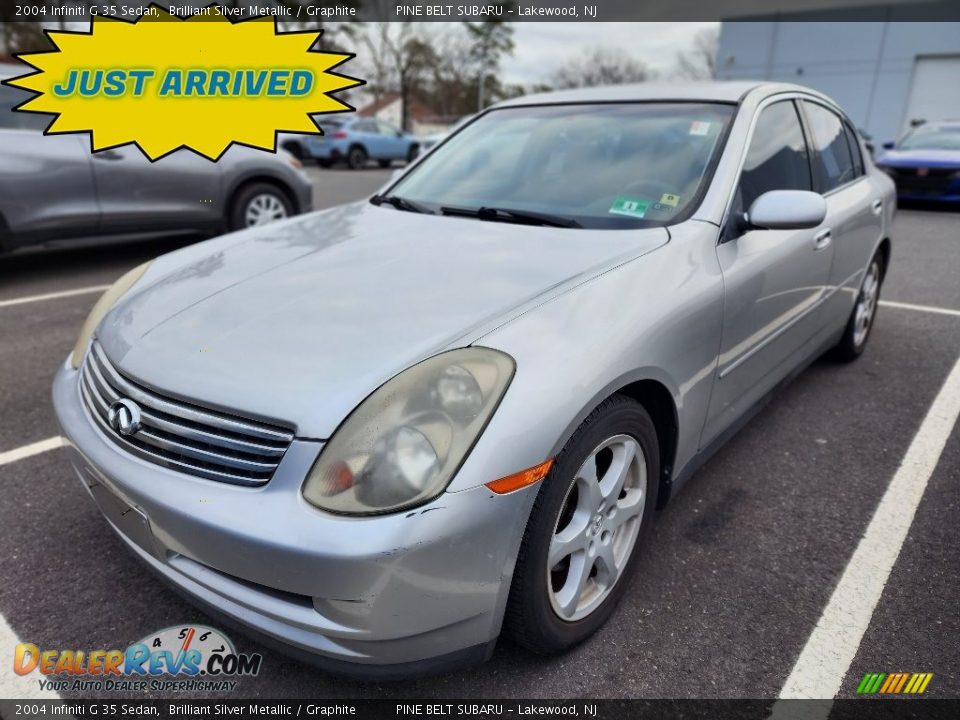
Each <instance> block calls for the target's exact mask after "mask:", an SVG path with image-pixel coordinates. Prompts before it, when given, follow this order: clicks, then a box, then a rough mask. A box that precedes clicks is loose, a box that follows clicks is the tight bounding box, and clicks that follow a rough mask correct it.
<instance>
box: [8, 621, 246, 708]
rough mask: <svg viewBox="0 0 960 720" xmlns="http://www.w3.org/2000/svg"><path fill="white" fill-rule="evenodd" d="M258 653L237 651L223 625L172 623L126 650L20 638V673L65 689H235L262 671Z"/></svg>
mask: <svg viewBox="0 0 960 720" xmlns="http://www.w3.org/2000/svg"><path fill="white" fill-rule="evenodd" d="M262 661H263V657H262V656H261V655H260V654H259V653H238V652H237V651H236V650H235V648H234V646H233V643H232V642H231V641H230V639H229V638H228V637H227V636H226V635H224V634H223V633H222V632H220V631H219V630H214V629H213V628H209V627H204V626H202V625H187V626H177V627H169V628H166V629H164V630H161V631H159V632H157V633H153V634H151V635H148V636H147V637H145V638H143V639H142V640H140V641H139V642H135V643H133V644H132V645H130V646H129V647H128V648H127V649H126V650H119V649H112V650H107V649H104V650H56V649H53V650H50V649H40V648H39V647H37V646H36V645H34V644H32V643H20V644H19V645H17V647H16V650H15V651H14V658H13V670H14V672H15V673H16V674H17V675H29V674H31V673H33V672H39V673H40V674H41V675H43V676H45V678H44V679H41V680H39V682H40V686H41V688H43V689H49V690H54V691H58V692H62V691H70V690H74V691H81V692H84V691H95V690H107V691H133V692H146V691H148V690H149V691H161V692H182V691H184V692H185V691H189V692H196V691H213V692H216V691H232V690H235V689H236V688H237V685H238V684H239V681H238V680H237V679H235V678H238V677H244V676H246V677H252V676H254V675H256V674H257V673H259V672H260V664H261V662H262Z"/></svg>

::::::

◆ BRIEF ◆
Leave out the pictures, then copy all the remaining text in the records exactly.

◆ RESPONSE FOR THIS EXERCISE ◆
Each <instance> block calls for the target's exact mask after "mask:", an SVG path with image-pixel coordinates. Prompts before it, when given, follow this order: clicks, then a box, then a rough mask. A box that precedes clicks is loose, a box that follows clicks is the tight bounding box, and clicks that follow a rough mask correct it.
<instance>
box: [8, 621, 246, 708]
rough mask: <svg viewBox="0 0 960 720" xmlns="http://www.w3.org/2000/svg"><path fill="white" fill-rule="evenodd" d="M258 653L237 651L223 625L172 623L126 650L20 638V673L65 689H235L262 671Z"/></svg>
mask: <svg viewBox="0 0 960 720" xmlns="http://www.w3.org/2000/svg"><path fill="white" fill-rule="evenodd" d="M262 661H263V657H262V656H261V655H260V654H259V653H238V652H237V651H236V650H235V648H234V646H233V643H232V642H231V641H230V639H229V638H228V637H227V636H226V635H224V634H223V633H222V632H220V631H219V630H214V629H213V628H209V627H204V626H202V625H187V626H177V627H169V628H166V629H164V630H161V631H159V632H157V633H153V634H151V635H148V636H147V637H145V638H143V639H142V640H140V641H139V642H135V643H133V644H132V645H130V646H129V647H128V648H127V649H126V650H119V649H112V650H107V649H104V650H56V649H53V650H50V649H40V648H39V647H37V646H36V645H34V644H32V643H20V644H19V645H17V647H16V650H15V651H14V658H13V670H14V672H15V673H16V674H17V675H29V674H31V673H33V672H39V673H40V674H41V675H43V676H45V678H44V679H41V680H39V682H40V686H41V688H43V689H49V690H54V691H58V692H62V691H70V690H74V691H81V692H84V691H95V690H107V691H133V692H146V691H148V690H149V691H161V692H182V691H184V692H185V691H189V692H196V691H213V692H216V691H232V690H235V689H236V688H237V685H238V684H239V681H238V680H237V679H235V678H238V677H244V676H246V677H252V676H254V675H256V674H257V673H259V672H260V664H261V662H262Z"/></svg>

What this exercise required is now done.